TASK TO COMPLETE:
Copy the items below, swapping "outer boundary" for "exterior ring" and keeping every other word and symbol unchanged.
┄┄┄┄┄┄
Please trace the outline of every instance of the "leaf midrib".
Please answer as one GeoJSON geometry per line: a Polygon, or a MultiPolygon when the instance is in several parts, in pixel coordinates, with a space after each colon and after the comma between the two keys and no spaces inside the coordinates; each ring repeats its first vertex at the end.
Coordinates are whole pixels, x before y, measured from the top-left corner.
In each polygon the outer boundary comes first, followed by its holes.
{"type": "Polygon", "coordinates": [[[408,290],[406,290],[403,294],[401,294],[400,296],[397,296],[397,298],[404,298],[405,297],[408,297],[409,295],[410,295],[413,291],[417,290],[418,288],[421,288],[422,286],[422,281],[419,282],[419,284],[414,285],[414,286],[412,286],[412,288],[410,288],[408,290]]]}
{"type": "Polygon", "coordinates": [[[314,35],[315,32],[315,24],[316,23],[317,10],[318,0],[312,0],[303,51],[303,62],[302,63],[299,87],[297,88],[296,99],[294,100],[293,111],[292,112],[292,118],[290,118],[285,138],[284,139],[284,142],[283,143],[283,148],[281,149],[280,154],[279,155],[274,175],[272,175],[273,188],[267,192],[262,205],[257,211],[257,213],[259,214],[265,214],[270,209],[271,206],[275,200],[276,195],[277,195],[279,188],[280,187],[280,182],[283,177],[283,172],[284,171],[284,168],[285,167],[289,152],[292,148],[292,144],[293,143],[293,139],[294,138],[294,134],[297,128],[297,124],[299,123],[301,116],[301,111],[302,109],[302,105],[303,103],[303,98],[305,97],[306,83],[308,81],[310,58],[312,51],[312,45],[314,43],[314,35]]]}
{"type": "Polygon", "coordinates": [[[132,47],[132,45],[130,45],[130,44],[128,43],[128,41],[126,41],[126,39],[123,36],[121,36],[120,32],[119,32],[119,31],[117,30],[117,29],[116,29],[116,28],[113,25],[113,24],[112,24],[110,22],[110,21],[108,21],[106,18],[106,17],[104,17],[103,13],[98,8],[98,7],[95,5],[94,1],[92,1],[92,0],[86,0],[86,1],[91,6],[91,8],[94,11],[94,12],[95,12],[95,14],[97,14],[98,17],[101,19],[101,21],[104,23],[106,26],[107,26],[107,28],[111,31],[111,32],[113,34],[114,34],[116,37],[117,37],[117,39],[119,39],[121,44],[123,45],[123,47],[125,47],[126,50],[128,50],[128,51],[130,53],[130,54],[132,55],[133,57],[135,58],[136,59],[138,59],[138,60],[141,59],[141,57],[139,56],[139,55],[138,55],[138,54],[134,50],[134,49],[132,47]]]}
┄┄┄┄┄┄
OUTPUT BELOW:
Please trace the outline of every instance of the "leaf midrib".
Please answer as one GeoJSON geometry per line: a Polygon, or a MultiPolygon when the instance is in several parts, in pixel coordinates, with a space after each colon and after the comma between the two keys and no spaces inside the coordinates; each ring repeats its first vertex at the end.
Coordinates are whole pixels, x before y, measured from the top-left corner.
In each polygon the exterior ring comes first, followed by its holes.
{"type": "Polygon", "coordinates": [[[408,290],[406,290],[403,294],[401,294],[400,296],[397,296],[397,298],[404,298],[405,297],[408,297],[409,295],[410,295],[413,291],[417,290],[418,288],[421,288],[422,286],[422,281],[419,282],[419,284],[414,285],[414,286],[412,286],[412,288],[410,288],[408,290]]]}
{"type": "Polygon", "coordinates": [[[314,35],[315,32],[315,24],[316,23],[317,10],[318,0],[312,0],[303,51],[303,62],[302,63],[299,87],[297,88],[296,99],[294,100],[293,111],[292,112],[292,118],[290,118],[285,138],[284,139],[284,142],[283,143],[283,148],[281,149],[280,154],[279,155],[274,175],[272,175],[273,188],[267,192],[262,205],[257,211],[257,213],[259,214],[265,214],[270,209],[271,206],[275,200],[276,195],[277,195],[279,188],[280,187],[280,182],[283,177],[283,172],[284,171],[284,168],[285,167],[289,152],[292,148],[292,144],[293,143],[293,139],[294,138],[294,134],[297,128],[297,124],[299,123],[301,116],[301,111],[302,109],[302,105],[303,103],[303,98],[305,97],[306,83],[308,81],[310,58],[312,51],[312,45],[314,43],[314,35]]]}
{"type": "Polygon", "coordinates": [[[132,47],[132,45],[130,45],[130,44],[128,43],[128,41],[126,41],[126,39],[123,36],[121,36],[120,32],[119,32],[119,31],[117,30],[117,29],[116,29],[116,28],[113,25],[113,24],[112,24],[110,22],[110,21],[108,21],[106,18],[106,17],[104,17],[103,13],[98,8],[98,7],[95,5],[94,1],[92,1],[92,0],[86,0],[86,1],[91,6],[91,8],[94,11],[94,12],[95,12],[95,14],[97,14],[98,17],[101,19],[101,21],[104,23],[106,26],[107,26],[107,28],[111,31],[111,32],[113,34],[114,34],[116,37],[117,37],[117,39],[119,39],[121,44],[123,45],[123,47],[125,47],[126,50],[128,50],[128,51],[130,53],[130,54],[132,55],[133,57],[135,58],[136,59],[138,59],[138,60],[141,59],[141,57],[139,56],[139,55],[138,55],[138,54],[134,50],[134,49],[132,47]]]}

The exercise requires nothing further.